### Given request:
Rewrite the lines from the one containing "Task: point out the elderly" through the one containing "[[70, 431], [445, 423]]", inclusive, swapping "single dot" for "single point" and keeping everything else the same.

### Point placement records:
————————

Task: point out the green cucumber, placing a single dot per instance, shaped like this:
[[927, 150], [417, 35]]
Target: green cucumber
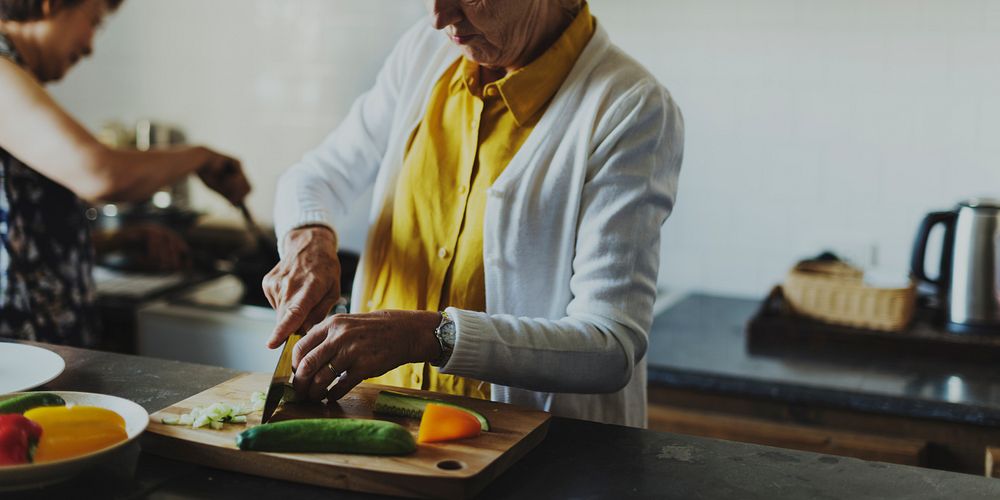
[[329, 435], [405, 405], [27, 401]]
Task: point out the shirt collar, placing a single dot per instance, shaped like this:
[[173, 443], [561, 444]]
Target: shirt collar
[[525, 91]]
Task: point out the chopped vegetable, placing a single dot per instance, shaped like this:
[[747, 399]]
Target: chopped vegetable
[[329, 435], [406, 405], [445, 423], [75, 430], [25, 402], [216, 414], [18, 436]]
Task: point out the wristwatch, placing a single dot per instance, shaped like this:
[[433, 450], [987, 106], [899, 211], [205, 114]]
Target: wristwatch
[[445, 333]]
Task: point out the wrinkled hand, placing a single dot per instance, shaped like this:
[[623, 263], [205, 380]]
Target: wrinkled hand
[[156, 248], [361, 346], [224, 175], [305, 285]]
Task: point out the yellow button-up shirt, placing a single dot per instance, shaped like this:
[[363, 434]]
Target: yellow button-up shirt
[[430, 235]]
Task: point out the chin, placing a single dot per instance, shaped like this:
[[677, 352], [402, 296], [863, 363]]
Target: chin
[[479, 56]]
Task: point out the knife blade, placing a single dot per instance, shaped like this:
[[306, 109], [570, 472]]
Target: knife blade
[[281, 378]]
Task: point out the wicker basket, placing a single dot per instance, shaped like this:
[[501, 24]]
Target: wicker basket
[[835, 292]]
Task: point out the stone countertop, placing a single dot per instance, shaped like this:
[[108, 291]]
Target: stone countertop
[[700, 344], [577, 459]]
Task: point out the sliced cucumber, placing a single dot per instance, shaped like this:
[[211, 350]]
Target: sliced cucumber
[[329, 435], [405, 405], [25, 402]]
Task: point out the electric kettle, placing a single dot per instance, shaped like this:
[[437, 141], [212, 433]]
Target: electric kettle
[[968, 278]]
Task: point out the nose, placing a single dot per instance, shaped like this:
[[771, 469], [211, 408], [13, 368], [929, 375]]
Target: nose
[[446, 13]]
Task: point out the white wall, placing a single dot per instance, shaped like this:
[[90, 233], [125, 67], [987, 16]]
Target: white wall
[[810, 124]]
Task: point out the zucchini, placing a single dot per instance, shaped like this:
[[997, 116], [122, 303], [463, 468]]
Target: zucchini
[[405, 405], [329, 435], [27, 401]]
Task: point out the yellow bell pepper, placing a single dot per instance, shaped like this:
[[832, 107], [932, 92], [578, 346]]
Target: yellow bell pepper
[[69, 431]]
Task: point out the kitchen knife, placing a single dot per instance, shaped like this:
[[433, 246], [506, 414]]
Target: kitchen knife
[[281, 379]]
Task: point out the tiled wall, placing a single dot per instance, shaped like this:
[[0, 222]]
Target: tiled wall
[[810, 124]]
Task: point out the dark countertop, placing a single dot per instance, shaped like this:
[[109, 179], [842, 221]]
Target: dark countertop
[[700, 344], [577, 459]]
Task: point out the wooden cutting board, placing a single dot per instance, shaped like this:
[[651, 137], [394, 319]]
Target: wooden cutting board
[[455, 469]]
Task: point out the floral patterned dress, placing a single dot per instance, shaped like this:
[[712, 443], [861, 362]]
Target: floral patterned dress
[[46, 255]]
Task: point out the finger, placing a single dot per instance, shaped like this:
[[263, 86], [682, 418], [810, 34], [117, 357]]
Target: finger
[[304, 372], [347, 382], [319, 313], [318, 369], [290, 319], [292, 313], [308, 342], [321, 381]]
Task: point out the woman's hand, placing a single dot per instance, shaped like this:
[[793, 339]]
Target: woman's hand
[[224, 175], [361, 346], [305, 285]]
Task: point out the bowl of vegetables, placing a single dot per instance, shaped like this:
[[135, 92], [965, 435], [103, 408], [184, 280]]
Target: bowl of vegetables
[[46, 437]]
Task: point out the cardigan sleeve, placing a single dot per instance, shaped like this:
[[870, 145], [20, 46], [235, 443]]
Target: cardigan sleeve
[[323, 185], [628, 195]]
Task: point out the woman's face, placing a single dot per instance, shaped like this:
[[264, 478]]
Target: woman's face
[[493, 33], [67, 36]]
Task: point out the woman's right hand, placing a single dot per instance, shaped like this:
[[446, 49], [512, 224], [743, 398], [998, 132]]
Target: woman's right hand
[[224, 175], [305, 285]]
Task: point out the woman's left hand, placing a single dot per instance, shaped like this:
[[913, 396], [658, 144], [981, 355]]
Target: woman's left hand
[[361, 346]]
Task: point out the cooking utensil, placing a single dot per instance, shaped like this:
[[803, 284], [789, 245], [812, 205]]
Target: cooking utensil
[[968, 279], [454, 469], [281, 378]]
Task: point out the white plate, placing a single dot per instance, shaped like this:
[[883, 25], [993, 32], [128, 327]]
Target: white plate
[[24, 367], [34, 475]]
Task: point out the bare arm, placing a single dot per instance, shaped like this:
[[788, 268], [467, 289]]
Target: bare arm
[[43, 136]]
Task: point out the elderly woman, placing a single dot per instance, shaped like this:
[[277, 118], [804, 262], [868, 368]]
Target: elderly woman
[[522, 168], [49, 164]]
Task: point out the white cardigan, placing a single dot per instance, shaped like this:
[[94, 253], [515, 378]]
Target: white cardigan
[[571, 242]]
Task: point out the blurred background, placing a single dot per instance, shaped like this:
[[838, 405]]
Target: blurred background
[[810, 125]]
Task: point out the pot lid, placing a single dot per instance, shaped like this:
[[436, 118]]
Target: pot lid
[[989, 203]]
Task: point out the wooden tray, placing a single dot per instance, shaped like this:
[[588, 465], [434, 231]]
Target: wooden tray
[[456, 469], [776, 330]]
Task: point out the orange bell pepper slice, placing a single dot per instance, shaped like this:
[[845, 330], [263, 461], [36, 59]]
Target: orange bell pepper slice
[[70, 431], [445, 423]]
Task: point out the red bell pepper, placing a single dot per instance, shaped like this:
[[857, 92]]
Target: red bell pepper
[[17, 438]]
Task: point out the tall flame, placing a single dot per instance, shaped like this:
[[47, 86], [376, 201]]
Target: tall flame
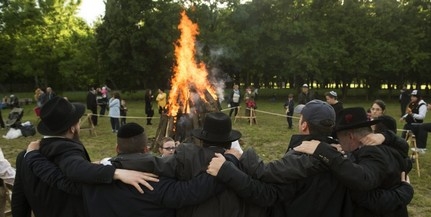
[[190, 77]]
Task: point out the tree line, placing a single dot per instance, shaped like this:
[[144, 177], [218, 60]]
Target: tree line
[[268, 43]]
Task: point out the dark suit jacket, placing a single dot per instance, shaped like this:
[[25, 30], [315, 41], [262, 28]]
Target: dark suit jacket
[[119, 199], [39, 181]]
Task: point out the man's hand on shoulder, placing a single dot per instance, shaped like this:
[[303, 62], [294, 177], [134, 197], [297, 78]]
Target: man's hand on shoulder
[[215, 164], [307, 147], [373, 139]]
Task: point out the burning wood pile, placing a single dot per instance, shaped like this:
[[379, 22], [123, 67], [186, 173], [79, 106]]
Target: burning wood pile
[[191, 95]]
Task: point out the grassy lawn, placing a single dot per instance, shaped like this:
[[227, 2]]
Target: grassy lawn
[[269, 137]]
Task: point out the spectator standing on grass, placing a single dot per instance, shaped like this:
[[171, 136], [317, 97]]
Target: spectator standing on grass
[[114, 111], [167, 146], [13, 101], [250, 103], [103, 101], [235, 99], [149, 111], [422, 135], [123, 112], [289, 105], [415, 113], [92, 104], [332, 99], [2, 125], [305, 95], [378, 108], [161, 101], [404, 99]]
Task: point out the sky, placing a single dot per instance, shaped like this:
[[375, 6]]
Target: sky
[[91, 9]]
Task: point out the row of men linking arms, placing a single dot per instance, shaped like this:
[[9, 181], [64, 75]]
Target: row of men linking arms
[[358, 177]]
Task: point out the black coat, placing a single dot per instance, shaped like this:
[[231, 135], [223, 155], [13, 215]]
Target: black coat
[[119, 199], [372, 173], [314, 193], [189, 161], [39, 181]]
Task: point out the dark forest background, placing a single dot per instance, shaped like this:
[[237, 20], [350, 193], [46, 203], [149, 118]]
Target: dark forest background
[[265, 43]]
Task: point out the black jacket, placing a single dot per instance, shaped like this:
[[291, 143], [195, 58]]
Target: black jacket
[[119, 199], [372, 173], [42, 195], [189, 161], [314, 193]]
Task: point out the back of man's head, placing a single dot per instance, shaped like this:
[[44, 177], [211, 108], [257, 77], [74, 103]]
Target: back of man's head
[[131, 138], [320, 117]]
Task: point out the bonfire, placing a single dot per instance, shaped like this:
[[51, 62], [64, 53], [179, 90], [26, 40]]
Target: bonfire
[[191, 95]]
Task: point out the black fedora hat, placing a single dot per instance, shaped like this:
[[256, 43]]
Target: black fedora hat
[[353, 118], [57, 115], [217, 128]]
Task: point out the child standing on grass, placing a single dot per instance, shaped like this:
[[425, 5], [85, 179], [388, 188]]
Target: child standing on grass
[[289, 106], [123, 112]]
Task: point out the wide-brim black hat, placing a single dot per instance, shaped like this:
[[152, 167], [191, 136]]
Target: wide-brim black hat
[[217, 128], [353, 118], [57, 115]]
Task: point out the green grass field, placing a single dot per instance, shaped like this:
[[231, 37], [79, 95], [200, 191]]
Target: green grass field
[[269, 137]]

————————

### Exercise solution:
Task: point out the elderly woman, placing a single point per instance, shaped like this:
[[277, 118], [804, 262], [868, 368]]
Target: elderly woman
[[522, 168], [49, 164]]
Task: point out the white cardigan, placing a single point per instance, shaped like this:
[[94, 253], [515, 378]]
Target: white cardigan
[[571, 242]]
Task: point out the blurred background, placing a single point per instance, shaped like this:
[[838, 405]]
Target: blurred background
[[810, 125]]
Task: point out the pot lid, placing a single point per instance, shaped like this:
[[436, 118]]
Target: pot lid
[[989, 203]]
Task: point out the wooden tray, placing a single point per instance, shaped like this:
[[588, 465], [434, 231]]
Target: wooden tray
[[456, 469], [776, 330]]
Task: point out the orange bell pepper slice, placing a single point per instance, shaped like this:
[[845, 330], [263, 461], [36, 59]]
Target: orange bell pepper slice
[[70, 431], [445, 423]]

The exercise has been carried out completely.